*Direction*:
All entries must be extracted exactly, with nothing added or dropped.
**** Dataset rows ****
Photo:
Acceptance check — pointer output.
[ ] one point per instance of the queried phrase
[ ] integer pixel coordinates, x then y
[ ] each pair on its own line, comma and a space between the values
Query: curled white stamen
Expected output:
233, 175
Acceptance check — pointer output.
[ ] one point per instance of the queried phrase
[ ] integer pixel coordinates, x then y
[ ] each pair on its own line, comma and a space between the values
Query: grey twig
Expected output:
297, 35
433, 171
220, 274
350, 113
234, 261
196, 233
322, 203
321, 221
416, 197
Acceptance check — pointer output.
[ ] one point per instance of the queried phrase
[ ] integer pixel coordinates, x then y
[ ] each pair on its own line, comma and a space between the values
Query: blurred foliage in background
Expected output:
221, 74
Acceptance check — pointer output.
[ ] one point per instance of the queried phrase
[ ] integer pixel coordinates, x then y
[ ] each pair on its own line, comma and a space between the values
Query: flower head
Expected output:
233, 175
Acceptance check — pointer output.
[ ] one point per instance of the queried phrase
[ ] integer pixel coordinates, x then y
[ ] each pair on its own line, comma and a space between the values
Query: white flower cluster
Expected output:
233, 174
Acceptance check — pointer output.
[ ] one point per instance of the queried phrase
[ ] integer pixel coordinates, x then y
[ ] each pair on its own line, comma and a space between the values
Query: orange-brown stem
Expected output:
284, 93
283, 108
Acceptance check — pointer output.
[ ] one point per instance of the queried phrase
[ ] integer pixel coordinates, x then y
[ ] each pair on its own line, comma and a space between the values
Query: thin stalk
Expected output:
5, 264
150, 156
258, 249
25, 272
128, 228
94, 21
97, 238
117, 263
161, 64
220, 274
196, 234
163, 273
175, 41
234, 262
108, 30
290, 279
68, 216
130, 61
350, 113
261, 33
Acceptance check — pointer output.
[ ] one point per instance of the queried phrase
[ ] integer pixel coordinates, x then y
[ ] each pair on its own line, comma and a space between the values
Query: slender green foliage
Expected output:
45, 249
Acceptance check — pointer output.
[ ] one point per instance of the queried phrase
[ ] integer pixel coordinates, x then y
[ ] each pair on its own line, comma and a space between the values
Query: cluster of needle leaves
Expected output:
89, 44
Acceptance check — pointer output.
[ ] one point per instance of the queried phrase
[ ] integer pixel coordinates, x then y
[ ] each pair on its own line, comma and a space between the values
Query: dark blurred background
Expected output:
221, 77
****
*Solved exercise*:
Photo:
Acceptance check — pointer output.
[ ] one point per instance of the queried phrase
[ ] integer pixel coordinates, x then y
[ ] each pair on its own line, comma and a space between the values
Query: curled white stamen
Expected output:
233, 175
Acceptance check — pointer output.
[ ] one point per instance of the queried phrase
[ ] integer pixel coordinates, x then y
[ ] each pair on its own line, comma and a space between the values
Query: grey twig
Expected output:
297, 35
433, 171
220, 274
350, 113
234, 261
196, 233
322, 203
321, 221
416, 197
Acceptance check — pointer output.
[ ] one point per instance of the queried phrase
[ ] integer pixel coordinates, x then y
[ ] each pair on its own line, comma and a space between the values
Query: blurred foliage in background
Expected output:
221, 74
Acceptance check — pointer output.
[ ] one point per instance of the queried phrase
[ ] integer pixel coordinates, x then y
[ ] each pair on its own line, comma and a space between the values
Query: flower head
Expected output:
233, 175
Acceptance check — pointer output.
[ ] one point per instance of the queried phrase
[ ] integer pixel coordinates, x then y
[ ] each pair on its own line, comma and a space between the values
Query: white flower cluster
Expected output:
233, 174
Acceptance check — pointer output.
[ ] one point per instance of the queried phrase
[ ] integer pixel coordinates, x then y
[ ] each pair on its own line, comma and a space between the values
Query: orange-brown stem
Expected output:
284, 93
283, 108
Acceptance check — pointer output.
[ ] one point per instance of the queried phrase
[ ] integer pixel coordinates, x then y
[ ] each pair on its own line, comma and a space between the values
Query: thin stalk
Expected output:
5, 264
150, 156
258, 249
25, 272
128, 228
94, 21
97, 238
117, 263
161, 64
220, 274
196, 234
163, 273
175, 41
234, 262
108, 30
290, 279
68, 216
130, 61
350, 113
261, 33
Acceptance check — pointer output.
[ ] one point per instance of the queried phrase
[ ] integer pixel coordinates, x then y
[ ] each pair on its own line, comma and a space between the values
Query: slender green foliage
Expected output:
45, 249
Acceptance check — pointer output.
[ ] one point per instance of the queried phrase
[ ] integer pixel coordinates, x then y
[ ] each pair on its own line, comma and a space between the values
Query: cluster of needle leaves
Expected output:
89, 44
Acceptance check — pointer output.
[ ] one point per instance of the queried phrase
[ ] integer pixel coordinates, x then y
[ ] each pair on its own line, comma and a space between the values
Query: dark blurred background
Expected output:
221, 77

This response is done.